Written tasks>
A) Copy the quantile regression post word for word, from "There’s a straight-forward" to "began after 1977.".
B) In the quantile regression post, how much does the 80th percentile trend line show wind speeds rising over the period?
C) Pick up the quantile regression post where it stops and keep writing.

--- START Text section ---

Category Archives: quantile regression

Quantile Regression

There’s a straight-forward way to understand the value and potential significance of quantile regression – consider the hurricane data referenced in James Elsner’s blog Hurricane & Tornado Climate.

Here is a plot of average windspeed of hurricanes in the Atlantic and Gulf Coast since satellite observations began after 1977.

HurricaneAvgWS

Based on averages, the linear trend line increases about 2 miles per hour over this approximately 30 year period.

An 80th percentile quantile regression trend line, on the other hand, with this data indicates that the trend in the more violent hurricanes shows an about 15 mph increase over this same period.

HurricaneQuartileReg

In other words, if we look at the hurricanes which are in the 80th percentile or more, there is a much stronger trend in maximum wind speeds, than in the average for all US-related hurricanes in this period.

A quantile q, 0<q<1, splits the data into proportions q below and 1-q above. The most familiar quantile, thus, may be the 50th percentile which is the quantile which splits the data at the median – 50 percent below and 50 percent above.

--- END Text section ---
--- START Data provided ---

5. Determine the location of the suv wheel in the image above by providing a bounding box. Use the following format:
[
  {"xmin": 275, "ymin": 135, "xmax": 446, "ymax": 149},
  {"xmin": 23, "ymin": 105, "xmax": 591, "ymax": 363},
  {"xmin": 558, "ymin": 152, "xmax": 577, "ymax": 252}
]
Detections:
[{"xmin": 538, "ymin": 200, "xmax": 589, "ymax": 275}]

--- END Data provided ---

Task answers>
A)
There’s a straight-forward way to understand the value and potential significance of quantile regression – consider the hurricane data referenced in James Elsner’s blog Hurricane & Tornado Climate.

Here is a plot of average windspeed of hurricanes in the Atlantic and Gulf Coast since satellite observations began after 1977.

B) About 15 mph.

C)
Quantile regression (QR) was developed, in its modern incarnation by Koenker and Basset in 1978. QR is less influenced by non-normal errors and outliers, and provides a richer characterization of the data.

Thus, QR encourages considering the impact of a covariate on the entire distribution of y, not just is conditional mean.

Roger Koenker and Kevin F. Hallock’s Quantile Regression in the Journal of Economic Perspectives 2001 is a standard reference.

We say that a student scores at the tth quantile of a standardized exam if he performs better than the proportion t of the reference group of students and worse than the proportion (1–t). Thus, half of students perform better than the median student and half perform worse. Similarly, the quartiles divide the population into four segments with equal proportions of the reference population in each segment. The quintiles divide the population into five parts; the deciles into ten parts. The quantiles, or percentiles, or occasionally fractiles, refer to the general case.

Just as we can define the sample mean as the solution to the problem of minimizing a sum of squared residuals, we can define the median as the solution to the problem of minimizing a sum of absolute residuals.

Ordinary least squares (OLS) regression minimizes the sum of squared errors of observations minus estimates. This minimization leads to explicit equations for regression parameters, given standard assumptions.

Quantile regression, on the other hand, minimizes weighted sums of absolute deviations of observations on a quantile minus estimates. This minimization problem is solved by the simplex method of linear programming, rather than differential calculus. The solution is robust to departures from normality of the error process and outliers.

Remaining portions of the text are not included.